### PERGUNTAS A RESPONDER:
**A)** As afirmações abaixo estão de acordo com o trecho sobre o trabalho doméstico? (i) Sidneya Matos tem 52 anos. (ii) Sidneya ficou doze meses desempregada. (iii) Segundo a Pnad, 75,6% dos trabalhadores domésticos não têm carteira assinada.
**B)** Segundo o trecho sobre o trabalho doméstico, em que dias Sidneya faz faxinas por fora?
**C)** Dê continuidade ao trecho sobre o trabalho doméstico a partir de onde ele termina.

### TRECHO SELECIONADO:
==================================================
A análise do economista é vivida na prática pela empregada doméstica Sidneya Matos, de 52 anos. Ela contou à reportagem que já está com a agenda cheia, mas a negociação com os patrões não é das mais fáceis quando o assunto é pagamento.

“Eu cheguei a ficar nove meses desempregada, achei que não ia conseguir mais nada, mas aí apareceu uma oportunidade em uma empresa que faz limpeza de condomínios. Eu faço faxinas por fora, no fim de semana; tenho trabalhado bastante, mas o pessoal tá pão duro, com a mão apertada mesmo. Eu acabo conseguindo trabalho porque cobro barato”, relata.

Informalidade
A última Pnad divulgada pelo IBGE mostrou que 75,6% dos trabalhadores domésticos não atuam com carteira assinada. O número de empregos formais no setor cai consecutivamente desde 2019, quando atingiu um terço.
==================================================
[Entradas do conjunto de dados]
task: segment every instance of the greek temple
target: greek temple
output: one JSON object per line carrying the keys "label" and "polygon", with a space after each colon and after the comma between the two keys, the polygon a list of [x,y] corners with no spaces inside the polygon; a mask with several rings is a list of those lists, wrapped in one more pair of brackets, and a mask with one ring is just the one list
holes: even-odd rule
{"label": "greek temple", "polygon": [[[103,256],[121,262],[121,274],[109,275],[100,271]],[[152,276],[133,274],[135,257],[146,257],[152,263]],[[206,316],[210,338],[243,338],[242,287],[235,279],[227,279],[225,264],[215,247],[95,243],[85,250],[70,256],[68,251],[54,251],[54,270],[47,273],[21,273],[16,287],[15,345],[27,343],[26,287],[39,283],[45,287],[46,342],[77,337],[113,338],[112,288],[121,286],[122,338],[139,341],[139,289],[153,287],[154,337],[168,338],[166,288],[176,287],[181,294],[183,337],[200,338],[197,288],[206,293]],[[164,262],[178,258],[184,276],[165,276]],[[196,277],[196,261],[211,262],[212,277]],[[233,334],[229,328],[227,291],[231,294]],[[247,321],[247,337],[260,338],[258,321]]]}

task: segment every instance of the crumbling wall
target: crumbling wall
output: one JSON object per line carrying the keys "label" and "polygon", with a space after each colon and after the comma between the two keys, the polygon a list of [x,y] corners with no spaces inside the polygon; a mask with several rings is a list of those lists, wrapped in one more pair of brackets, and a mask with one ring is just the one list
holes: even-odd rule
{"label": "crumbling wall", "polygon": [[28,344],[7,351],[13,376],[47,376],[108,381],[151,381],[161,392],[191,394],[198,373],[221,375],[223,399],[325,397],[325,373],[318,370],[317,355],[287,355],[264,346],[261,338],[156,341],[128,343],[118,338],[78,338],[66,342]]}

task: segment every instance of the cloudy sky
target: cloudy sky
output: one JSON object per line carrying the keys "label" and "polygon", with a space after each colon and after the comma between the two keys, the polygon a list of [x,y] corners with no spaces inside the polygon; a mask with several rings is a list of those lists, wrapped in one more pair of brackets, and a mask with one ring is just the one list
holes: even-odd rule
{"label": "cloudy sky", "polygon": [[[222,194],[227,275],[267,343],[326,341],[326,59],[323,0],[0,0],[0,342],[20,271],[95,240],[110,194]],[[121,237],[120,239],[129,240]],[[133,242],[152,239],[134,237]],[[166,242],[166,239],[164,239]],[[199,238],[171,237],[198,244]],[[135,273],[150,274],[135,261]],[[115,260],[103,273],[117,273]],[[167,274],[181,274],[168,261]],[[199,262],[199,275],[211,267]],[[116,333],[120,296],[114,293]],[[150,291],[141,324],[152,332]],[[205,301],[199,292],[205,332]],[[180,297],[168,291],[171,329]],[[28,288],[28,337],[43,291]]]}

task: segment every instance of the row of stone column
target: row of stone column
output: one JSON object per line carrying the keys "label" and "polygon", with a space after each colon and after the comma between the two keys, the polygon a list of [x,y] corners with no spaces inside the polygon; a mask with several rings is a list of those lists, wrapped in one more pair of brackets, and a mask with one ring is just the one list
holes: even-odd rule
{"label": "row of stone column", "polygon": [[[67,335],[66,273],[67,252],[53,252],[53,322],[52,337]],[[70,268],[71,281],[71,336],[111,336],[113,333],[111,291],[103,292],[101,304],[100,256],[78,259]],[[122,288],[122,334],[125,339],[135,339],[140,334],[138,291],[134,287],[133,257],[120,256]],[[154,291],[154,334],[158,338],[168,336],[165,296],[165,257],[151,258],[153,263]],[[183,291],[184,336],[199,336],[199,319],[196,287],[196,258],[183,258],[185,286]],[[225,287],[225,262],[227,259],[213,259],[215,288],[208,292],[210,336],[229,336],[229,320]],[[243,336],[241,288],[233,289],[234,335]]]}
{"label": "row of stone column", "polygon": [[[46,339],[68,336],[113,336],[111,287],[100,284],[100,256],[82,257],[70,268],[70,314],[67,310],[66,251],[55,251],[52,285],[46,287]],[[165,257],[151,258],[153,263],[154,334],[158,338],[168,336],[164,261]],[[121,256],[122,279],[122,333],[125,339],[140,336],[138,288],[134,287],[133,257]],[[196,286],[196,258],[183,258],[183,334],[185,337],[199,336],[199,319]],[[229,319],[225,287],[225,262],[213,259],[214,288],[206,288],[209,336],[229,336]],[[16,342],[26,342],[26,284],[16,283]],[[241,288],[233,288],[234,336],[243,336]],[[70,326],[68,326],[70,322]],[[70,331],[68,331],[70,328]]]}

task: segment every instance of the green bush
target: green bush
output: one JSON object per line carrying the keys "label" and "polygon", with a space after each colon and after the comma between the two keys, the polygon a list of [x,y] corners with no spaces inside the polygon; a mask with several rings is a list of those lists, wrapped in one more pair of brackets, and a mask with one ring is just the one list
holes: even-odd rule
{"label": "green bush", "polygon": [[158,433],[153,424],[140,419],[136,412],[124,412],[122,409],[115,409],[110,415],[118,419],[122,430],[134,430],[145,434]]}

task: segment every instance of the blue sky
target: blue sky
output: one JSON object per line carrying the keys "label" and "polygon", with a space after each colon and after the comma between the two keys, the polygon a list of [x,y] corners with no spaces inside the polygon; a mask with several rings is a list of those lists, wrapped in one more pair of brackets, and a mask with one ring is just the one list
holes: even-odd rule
==================================================
### RESPOSTAS DADAS:
**A)**
(i) Sim: "Sidneya Matos, de 52 anos".
(ii) Não: "Eu cheguei a ficar nove meses desempregada".
(iii) Sim: "75,6% dos trabalhadores domésticos não atuam com carteira assinada".

**B)** No fim de semana.

**C)**
Para o economista Márcio Salvato, em um momento de ressurgimento de vagas de emprego, é comum a informalidade ser majoritária. O fenômeno, segundo ele, não pode ser condenado em um primeiro instante, mas não deve ser uma regra permanente.

“Claro que a estrutura do emprego com menos formalização, intitulado às vezes como precarização das formas de trabalho, significa a perda de alguns benefícios. Mas a estrutura de trabalho que temos, às vezes, é o primeiro ingresso no mercado, é uma oportunidade para as pessoas se empregarem. Estamos vivendo um momento em que existem pessoas absolutamente sem renda. Essa primeira entrada no trabalho eu acho justificável, o que não pode é não ter um segundo movimento em que a pessoa que estava sem formalização ir para formalização”, analisa.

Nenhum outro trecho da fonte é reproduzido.